## Start Rows

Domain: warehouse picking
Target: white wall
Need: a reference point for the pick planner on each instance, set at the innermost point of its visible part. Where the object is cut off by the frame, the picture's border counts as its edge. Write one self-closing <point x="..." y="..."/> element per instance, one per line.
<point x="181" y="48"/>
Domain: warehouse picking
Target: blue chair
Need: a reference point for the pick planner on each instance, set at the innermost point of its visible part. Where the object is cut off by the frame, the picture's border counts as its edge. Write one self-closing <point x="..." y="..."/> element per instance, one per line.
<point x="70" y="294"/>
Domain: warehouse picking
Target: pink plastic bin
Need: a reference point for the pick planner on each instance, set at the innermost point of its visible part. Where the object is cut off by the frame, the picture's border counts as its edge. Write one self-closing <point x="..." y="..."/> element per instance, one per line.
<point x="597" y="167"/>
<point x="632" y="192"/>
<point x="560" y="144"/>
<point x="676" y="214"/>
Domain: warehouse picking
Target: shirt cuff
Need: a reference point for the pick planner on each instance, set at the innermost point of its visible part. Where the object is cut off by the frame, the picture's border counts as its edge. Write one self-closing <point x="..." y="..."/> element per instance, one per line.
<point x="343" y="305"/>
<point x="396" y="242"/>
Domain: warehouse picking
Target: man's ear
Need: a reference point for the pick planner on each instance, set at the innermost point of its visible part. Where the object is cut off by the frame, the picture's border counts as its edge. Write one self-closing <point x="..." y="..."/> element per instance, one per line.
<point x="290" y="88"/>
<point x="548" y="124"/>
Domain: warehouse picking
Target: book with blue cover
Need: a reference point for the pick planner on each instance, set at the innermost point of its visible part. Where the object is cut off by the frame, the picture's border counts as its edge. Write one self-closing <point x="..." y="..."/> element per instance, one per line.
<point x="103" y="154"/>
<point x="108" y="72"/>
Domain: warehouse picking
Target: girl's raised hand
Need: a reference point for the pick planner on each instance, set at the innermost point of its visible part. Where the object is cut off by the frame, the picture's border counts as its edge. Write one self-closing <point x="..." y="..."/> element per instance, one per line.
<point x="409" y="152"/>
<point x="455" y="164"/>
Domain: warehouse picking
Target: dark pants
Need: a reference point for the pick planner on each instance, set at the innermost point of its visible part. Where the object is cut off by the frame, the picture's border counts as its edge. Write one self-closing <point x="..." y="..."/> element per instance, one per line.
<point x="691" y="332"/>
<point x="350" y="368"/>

## End Rows

Show every line of the records above that contains the string "blue", matching case exactly.

Target: blue chair
Target: book with blue cover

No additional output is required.